_To be done_
Retype, word for word, the part of the entries below that opens with the line containing "of the finger" and closes with the line containing "of the sunlit", including both of those lines.

_Data listing_
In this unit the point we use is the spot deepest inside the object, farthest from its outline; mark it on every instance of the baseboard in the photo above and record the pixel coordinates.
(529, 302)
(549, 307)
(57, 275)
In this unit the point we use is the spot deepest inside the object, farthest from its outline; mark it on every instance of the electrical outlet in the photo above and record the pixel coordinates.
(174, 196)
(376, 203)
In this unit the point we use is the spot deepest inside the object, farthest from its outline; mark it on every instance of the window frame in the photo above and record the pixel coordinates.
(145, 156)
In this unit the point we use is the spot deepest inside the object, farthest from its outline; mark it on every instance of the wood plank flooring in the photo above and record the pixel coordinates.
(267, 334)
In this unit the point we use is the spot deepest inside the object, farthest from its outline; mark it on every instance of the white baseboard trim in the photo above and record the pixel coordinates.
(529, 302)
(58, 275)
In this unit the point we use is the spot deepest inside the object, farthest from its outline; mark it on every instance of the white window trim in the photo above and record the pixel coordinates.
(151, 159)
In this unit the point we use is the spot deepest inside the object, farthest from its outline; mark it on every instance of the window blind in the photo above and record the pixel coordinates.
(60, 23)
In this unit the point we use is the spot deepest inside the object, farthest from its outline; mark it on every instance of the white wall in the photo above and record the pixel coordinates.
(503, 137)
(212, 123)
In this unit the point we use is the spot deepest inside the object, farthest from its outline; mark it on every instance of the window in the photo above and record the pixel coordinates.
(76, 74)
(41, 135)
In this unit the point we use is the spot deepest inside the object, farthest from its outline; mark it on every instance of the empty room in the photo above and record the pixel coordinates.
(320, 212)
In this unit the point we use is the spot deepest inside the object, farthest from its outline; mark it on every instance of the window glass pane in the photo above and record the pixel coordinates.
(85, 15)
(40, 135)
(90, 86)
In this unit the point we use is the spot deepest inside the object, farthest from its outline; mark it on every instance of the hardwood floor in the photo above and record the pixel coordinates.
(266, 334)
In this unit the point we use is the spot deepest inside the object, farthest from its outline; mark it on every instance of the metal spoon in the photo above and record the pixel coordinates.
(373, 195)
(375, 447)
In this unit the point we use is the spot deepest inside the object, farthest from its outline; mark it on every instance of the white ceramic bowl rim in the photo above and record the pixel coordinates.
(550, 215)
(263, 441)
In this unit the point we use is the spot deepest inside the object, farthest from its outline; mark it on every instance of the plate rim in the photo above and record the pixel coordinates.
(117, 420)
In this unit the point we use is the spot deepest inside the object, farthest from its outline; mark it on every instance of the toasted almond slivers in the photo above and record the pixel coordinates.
==
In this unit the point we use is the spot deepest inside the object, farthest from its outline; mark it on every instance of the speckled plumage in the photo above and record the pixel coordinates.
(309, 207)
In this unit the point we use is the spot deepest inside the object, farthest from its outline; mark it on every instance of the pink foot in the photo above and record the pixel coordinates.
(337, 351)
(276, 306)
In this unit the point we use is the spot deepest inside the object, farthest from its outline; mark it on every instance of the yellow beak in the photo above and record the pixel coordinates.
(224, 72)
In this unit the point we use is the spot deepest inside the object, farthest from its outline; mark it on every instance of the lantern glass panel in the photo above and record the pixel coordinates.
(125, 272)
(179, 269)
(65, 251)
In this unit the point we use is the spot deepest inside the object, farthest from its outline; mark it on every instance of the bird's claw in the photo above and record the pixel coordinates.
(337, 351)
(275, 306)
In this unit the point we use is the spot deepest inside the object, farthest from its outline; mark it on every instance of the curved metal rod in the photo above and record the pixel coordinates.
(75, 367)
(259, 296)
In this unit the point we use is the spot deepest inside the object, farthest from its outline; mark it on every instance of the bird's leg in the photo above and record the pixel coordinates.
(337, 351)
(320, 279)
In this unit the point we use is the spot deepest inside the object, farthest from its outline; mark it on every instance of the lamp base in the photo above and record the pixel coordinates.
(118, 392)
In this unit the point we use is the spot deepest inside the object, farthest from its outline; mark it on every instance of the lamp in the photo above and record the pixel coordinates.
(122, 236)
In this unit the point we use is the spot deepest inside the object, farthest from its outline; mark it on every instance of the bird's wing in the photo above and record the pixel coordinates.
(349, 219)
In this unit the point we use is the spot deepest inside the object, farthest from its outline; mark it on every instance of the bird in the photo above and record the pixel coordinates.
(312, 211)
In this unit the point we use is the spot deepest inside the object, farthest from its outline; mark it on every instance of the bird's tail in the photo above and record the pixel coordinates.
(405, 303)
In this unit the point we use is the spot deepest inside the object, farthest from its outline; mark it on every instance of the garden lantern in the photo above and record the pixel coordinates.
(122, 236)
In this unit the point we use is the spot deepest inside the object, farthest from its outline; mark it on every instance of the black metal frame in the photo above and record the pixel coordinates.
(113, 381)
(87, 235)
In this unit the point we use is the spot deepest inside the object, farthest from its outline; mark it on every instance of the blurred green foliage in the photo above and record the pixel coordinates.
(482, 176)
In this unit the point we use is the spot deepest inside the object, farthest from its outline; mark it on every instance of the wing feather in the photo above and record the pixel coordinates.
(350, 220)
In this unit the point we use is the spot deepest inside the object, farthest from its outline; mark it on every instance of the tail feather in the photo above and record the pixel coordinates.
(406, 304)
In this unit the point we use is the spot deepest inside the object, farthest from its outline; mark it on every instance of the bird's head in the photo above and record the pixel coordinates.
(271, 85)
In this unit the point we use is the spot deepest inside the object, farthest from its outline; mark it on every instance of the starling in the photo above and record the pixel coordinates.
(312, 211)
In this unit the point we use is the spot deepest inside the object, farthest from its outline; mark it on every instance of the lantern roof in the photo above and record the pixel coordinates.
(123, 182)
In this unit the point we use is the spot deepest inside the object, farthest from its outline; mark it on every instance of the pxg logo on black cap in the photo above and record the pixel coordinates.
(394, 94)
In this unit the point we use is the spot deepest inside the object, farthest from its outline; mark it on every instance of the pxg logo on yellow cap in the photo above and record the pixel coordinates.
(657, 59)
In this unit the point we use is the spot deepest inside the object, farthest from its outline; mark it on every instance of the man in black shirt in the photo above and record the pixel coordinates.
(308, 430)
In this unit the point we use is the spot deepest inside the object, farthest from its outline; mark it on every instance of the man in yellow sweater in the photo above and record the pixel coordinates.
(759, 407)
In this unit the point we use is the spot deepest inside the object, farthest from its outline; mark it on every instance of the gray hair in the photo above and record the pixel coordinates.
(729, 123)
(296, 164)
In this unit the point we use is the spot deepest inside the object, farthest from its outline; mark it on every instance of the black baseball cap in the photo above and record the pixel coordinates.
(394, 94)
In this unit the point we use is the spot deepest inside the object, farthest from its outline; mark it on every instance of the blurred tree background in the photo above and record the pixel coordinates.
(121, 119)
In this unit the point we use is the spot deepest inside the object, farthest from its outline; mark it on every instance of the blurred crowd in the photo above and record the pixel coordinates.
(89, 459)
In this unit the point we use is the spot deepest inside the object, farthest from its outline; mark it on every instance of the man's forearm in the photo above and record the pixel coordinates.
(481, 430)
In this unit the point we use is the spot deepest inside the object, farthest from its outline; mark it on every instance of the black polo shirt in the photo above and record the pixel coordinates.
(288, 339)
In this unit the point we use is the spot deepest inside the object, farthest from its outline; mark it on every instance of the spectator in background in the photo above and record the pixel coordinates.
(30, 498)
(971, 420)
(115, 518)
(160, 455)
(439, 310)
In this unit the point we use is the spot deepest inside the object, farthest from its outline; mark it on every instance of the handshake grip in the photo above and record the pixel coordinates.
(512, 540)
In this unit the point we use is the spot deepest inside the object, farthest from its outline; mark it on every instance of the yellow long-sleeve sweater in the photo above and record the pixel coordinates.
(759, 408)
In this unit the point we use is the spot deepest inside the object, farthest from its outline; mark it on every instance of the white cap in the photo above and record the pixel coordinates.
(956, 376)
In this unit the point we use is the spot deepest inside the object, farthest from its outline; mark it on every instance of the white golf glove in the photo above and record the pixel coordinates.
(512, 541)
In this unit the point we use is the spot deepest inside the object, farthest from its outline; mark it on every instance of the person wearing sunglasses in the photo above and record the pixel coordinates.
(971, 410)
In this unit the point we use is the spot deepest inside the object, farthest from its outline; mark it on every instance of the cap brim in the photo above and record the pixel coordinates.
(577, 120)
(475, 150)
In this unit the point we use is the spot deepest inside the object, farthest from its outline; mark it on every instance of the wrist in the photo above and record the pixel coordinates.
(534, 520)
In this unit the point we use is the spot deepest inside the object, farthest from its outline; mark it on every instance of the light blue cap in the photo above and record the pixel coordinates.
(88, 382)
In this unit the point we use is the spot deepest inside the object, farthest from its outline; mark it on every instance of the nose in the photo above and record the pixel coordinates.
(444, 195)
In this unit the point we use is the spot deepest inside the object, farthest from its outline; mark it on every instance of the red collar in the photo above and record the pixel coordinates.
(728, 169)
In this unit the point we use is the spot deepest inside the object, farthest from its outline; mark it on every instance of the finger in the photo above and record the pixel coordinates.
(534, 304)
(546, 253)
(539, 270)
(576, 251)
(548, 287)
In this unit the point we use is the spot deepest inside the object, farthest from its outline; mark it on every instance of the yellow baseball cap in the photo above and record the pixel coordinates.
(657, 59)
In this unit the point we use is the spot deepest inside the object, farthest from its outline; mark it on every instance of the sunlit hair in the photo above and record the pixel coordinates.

_Response_
In this unit the point we use is the spot deepest inside the object, farthest from its outline; mark it on every instance of the finger in the photo above and record the pixel coordinates.
(534, 304)
(546, 253)
(539, 270)
(576, 251)
(548, 287)
In this unit the point we use is the spot deepest inside the object, farthest from its outline; mark it on every instance of the yellow baseball cap in the photo above and record the pixel coordinates.
(657, 59)
In this unit the point we use is the spot deepest inside the object, farthest from its outline; mark it on every instance of the sunlit hair in the photo above and record the pixel coordinates.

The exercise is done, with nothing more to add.